Post 252.

An historic victory was won last week when child marriage was prohibited by amendments to the marriage laws of Trinidad and Tobago. This was a victory for the women’s movement, supported by male allies and working across race, class and religion, despite how fraught that can be. I was relieved both PNM and UNC MPs voted for an amended law. I was sorry the change failed to happen under Kamla Persad-Bissessar as early as 2010.

The call first came from the Hindu Women’s Organisation (HWO) more than six years ago. Organisations such as the IGDS and FPATT became involved by 2013. Lobbying expanded over the last two years, as a coalition of civil society organizations, including Womantra, CAISO, the Network of NGOs of TT for the Advancement of Women, the Association of Female Executives of Trinidad and Tobago (AFETT), the YMCA, CAFRA and more, was brought together by Folade Mutota and WINAD.

It was discriminatory for girls to be marriageable earlier than boys. There was no contemporary reason for this other than girls’ sexual vulnerability at a younger age. The solution isn’t marriage, it’s transforming such vulnerability to older male sexual predation. That this was overwhelmingly an issue affecting adolescent girls points squarely to how gender inequality leads to denial of full self-determination at a much younger age for girls than boys.

The majority of these marriages were between girls under sixteen, and boys and men who were, at times, much older.  This is not the Ram and Sita or Romeo and Juliet story of two teen secret lovers nor of their unwed adolescent sexual experimentation nor of family protection of two secondary students supported to finish both this and tertiary schooling.

Largely working class girls, perhaps with limited educational support or options, and definitely limited prospects for occupational advancement, were experiencing the greatest vulnerability to early sexual initiation by adult men, who usually also had low educational or occupational achievement.

Marriage may have seemed like a secure economic option because an older man promised to look after them. Perhaps, they were seduced by a feeling of adulthood that sexual relationships bring. Maybe they were in love or escaping oppressive and insecure family conditions, or they got pregnant and marriage seemed the next step. It’s likely they didn’t have a clue about the compromises, conflicts and responsibilities that come with partnership with a hardback man.

Rather than “the destruction of family life”, what was destroyed was the legal access of adult men to teen girls. This was necessary if we recognize how gender, religion and class unequally impacted thousands from lower-income families.

(Excerpts from point annotation data)
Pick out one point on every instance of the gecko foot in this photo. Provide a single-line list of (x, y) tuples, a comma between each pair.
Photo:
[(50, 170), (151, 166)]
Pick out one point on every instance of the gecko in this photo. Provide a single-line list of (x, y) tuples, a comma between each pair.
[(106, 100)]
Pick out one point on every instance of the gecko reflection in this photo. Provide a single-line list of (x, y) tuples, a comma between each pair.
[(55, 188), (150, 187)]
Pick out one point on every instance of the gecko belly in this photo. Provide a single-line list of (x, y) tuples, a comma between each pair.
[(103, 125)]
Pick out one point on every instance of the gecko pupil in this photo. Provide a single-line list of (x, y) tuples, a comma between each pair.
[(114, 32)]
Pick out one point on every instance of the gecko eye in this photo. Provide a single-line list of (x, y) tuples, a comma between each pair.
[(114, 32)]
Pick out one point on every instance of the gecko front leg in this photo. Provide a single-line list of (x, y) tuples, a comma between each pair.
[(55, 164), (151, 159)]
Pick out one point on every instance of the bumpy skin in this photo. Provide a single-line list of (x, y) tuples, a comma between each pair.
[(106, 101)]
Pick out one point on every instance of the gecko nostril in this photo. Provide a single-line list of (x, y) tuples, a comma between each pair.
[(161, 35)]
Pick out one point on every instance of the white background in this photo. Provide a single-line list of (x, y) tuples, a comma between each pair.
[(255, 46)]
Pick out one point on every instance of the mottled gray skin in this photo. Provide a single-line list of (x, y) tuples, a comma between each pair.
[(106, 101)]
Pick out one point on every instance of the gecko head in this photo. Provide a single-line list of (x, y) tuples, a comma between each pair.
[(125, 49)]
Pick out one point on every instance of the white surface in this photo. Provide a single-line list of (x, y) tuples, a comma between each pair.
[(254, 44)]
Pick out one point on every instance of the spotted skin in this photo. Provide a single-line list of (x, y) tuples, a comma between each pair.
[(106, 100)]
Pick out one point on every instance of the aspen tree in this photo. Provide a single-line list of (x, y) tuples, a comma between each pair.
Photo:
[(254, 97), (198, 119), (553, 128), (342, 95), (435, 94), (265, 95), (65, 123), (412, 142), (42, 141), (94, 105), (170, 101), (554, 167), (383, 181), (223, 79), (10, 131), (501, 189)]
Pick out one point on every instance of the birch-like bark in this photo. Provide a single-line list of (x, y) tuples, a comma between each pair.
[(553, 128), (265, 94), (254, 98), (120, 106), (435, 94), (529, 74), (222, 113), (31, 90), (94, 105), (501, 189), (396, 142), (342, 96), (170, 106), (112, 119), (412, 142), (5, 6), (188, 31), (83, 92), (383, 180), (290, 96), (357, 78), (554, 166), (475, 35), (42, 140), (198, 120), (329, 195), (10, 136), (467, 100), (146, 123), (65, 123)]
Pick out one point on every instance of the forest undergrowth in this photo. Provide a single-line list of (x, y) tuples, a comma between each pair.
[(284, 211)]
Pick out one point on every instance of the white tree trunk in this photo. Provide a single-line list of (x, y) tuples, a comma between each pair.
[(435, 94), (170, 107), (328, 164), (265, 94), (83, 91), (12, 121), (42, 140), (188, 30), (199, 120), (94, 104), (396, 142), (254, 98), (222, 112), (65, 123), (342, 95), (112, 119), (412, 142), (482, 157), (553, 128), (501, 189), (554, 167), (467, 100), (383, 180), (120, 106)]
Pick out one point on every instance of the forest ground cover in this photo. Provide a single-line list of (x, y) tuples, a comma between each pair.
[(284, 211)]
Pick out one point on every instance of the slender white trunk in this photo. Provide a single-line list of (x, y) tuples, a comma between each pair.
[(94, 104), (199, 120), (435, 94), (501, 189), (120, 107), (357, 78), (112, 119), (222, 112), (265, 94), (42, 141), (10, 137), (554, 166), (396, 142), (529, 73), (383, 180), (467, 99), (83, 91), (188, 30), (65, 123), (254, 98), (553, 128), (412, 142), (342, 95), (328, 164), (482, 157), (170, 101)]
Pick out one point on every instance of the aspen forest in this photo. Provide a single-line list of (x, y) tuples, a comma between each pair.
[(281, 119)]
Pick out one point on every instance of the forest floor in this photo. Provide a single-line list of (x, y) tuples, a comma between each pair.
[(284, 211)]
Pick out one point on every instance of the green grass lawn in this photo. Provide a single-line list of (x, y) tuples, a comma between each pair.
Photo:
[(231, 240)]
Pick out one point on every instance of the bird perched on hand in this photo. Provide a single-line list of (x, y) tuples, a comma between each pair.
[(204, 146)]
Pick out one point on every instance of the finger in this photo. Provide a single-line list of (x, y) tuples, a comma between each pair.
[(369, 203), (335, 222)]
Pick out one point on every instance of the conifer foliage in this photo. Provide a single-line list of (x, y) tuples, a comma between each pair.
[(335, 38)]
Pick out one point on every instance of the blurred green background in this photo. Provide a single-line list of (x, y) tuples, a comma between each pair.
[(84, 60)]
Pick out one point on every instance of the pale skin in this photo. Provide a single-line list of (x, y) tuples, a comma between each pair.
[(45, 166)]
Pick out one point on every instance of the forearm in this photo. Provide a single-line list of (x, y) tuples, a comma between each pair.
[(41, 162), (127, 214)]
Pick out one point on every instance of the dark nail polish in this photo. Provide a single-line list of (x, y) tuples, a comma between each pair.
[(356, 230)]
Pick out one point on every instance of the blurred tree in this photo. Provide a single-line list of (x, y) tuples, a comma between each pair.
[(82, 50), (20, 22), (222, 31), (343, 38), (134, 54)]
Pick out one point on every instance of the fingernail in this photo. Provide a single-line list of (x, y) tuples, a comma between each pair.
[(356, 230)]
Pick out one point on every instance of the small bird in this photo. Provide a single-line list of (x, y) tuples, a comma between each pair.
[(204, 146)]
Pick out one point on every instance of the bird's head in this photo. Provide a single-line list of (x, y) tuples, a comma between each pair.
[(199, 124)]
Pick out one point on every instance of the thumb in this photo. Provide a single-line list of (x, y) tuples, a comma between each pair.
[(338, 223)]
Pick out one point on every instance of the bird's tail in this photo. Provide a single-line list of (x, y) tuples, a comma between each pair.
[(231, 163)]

_Given exercise A_
Transcribe the passage of the piece on child marriage that begins at the words "It was discriminatory" and ends after the words "girls than boys.".
_Given exercise B_
From the records, restate word for word the lines beginning at the one that contains "Pick out one point on every instance of the spotted" and ending after the one that contains "157), (170, 101)]", with both of those lines included.

_Result A_
It was discriminatory for girls to be marriageable earlier than boys. There was no contemporary reason for this other than girls’ sexual vulnerability at a younger age. The solution isn’t marriage, it’s transforming such vulnerability to older male sexual predation. That this was overwhelmingly an issue affecting adolescent girls points squarely to how gender inequality leads to denial of full self-determination at a much younger age for girls than boys.

_Result B_
Pick out one point on every instance of the spotted skin in this photo. Provide a single-line list of (x, y) tuples, a comma between each pair.
[(106, 100)]
Pick out one point on every instance of the aspen tree in this photo. Provide a single-line list of (x, y) tuples, a comma between each pair.
Photo:
[(254, 97), (198, 119), (553, 128), (342, 95), (435, 94), (265, 95), (65, 123), (412, 142), (42, 141), (94, 105), (170, 101), (554, 167), (383, 181), (223, 79), (10, 131), (501, 189)]
Pick out one point on every instance of the birch-like bark in this photo. Provide a single-line list of (x, y) tuples, a comma between each pair.
[(553, 128), (265, 94), (254, 98), (120, 106), (435, 94), (529, 74), (222, 113), (31, 90), (94, 105), (501, 189), (396, 142), (342, 96), (170, 106), (112, 119), (412, 142), (5, 6), (188, 31), (83, 92), (383, 180), (290, 96), (357, 78), (554, 166), (475, 35), (42, 140), (198, 120), (329, 195), (10, 136), (467, 100), (146, 123), (65, 123)]
Pick out one point on every instance of the forest undergrowth in this photo. Provide a single-line list of (x, y) tuples, a comma between each pair.
[(284, 211)]
Pick out one point on every instance of the white tree trunk in this photo. Provide a single-line list of (x, y) tuples, a comma between each pair.
[(435, 94), (170, 107), (328, 164), (265, 94), (83, 91), (12, 121), (42, 140), (188, 30), (199, 120), (94, 104), (396, 142), (254, 98), (222, 112), (65, 123), (342, 95), (112, 119), (412, 142), (482, 157), (553, 128), (501, 189), (554, 167), (467, 100), (383, 180), (120, 106)]
Pick out one point on every instance of the forest ground cover in this photo. Provide a single-line list of (x, y) tuples, a comma between each pair.
[(284, 211)]
Pick out one point on every instance of the slender white trunk in this photo. Provide a single-line list of (x, y) tuples, a comma between each pair.
[(94, 104), (199, 120), (435, 94), (501, 189), (120, 107), (357, 78), (112, 119), (222, 112), (265, 94), (42, 141), (10, 137), (554, 166), (396, 142), (529, 73), (383, 180), (467, 99), (83, 91), (188, 30), (65, 123), (254, 98), (553, 128), (412, 142), (342, 95), (328, 164), (482, 157), (170, 101)]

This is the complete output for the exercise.